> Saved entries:
————

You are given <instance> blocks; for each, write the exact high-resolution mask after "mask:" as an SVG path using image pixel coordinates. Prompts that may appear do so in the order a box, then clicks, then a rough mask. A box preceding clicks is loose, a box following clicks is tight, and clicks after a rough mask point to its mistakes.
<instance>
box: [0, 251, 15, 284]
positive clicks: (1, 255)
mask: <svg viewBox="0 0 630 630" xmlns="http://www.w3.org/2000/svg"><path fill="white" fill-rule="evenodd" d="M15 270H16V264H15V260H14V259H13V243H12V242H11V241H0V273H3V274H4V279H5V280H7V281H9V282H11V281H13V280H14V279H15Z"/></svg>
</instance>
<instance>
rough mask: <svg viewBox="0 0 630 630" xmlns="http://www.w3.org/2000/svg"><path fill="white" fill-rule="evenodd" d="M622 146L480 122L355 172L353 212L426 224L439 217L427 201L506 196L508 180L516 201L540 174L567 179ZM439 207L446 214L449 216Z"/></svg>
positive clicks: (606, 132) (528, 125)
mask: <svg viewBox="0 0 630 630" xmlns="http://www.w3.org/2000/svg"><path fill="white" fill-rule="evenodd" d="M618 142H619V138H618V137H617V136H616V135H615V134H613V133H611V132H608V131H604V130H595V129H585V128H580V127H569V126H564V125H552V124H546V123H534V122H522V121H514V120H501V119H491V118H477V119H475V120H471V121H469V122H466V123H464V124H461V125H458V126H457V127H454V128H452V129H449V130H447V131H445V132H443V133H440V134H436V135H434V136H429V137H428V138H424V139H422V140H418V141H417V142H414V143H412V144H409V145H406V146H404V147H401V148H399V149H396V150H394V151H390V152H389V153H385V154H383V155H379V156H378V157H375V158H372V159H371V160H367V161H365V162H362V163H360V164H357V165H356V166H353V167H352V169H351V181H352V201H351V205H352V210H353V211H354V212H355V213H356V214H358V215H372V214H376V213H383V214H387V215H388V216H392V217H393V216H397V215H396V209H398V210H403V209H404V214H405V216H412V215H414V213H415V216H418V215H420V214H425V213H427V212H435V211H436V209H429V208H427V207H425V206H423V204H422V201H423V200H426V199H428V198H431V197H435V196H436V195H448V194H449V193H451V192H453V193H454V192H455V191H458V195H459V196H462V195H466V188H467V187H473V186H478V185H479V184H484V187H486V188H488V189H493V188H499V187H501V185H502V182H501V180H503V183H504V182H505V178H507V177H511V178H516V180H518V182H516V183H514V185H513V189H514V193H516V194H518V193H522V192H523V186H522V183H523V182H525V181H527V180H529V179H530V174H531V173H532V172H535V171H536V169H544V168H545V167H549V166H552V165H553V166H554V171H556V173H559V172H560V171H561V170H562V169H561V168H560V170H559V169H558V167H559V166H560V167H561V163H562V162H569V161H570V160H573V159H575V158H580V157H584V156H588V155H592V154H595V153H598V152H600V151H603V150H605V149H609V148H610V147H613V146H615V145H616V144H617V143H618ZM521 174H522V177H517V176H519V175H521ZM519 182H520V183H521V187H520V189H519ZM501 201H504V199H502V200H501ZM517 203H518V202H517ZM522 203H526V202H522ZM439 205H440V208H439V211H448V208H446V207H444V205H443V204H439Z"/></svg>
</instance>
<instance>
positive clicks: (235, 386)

————

> Exercise prompt: Gather each line in the entries above where the string "rough" is found.

> Written response:
You are given <instance> blocks; for each, write the exact high-resolution mask after "mask:" as an SVG path using image pixel coordinates. Prompts that may appear do so in the order a box, then clicks, then a rough mask. A box preceding clicks is loose, a box following clicks is tight, and clicks after a rough mask point to its mistakes.
rough mask: <svg viewBox="0 0 630 630" xmlns="http://www.w3.org/2000/svg"><path fill="white" fill-rule="evenodd" d="M622 146L480 122L355 172L353 212L426 224L439 217L427 201L506 196L508 180L516 201L540 174L567 179ZM439 207L446 214L449 216Z"/></svg>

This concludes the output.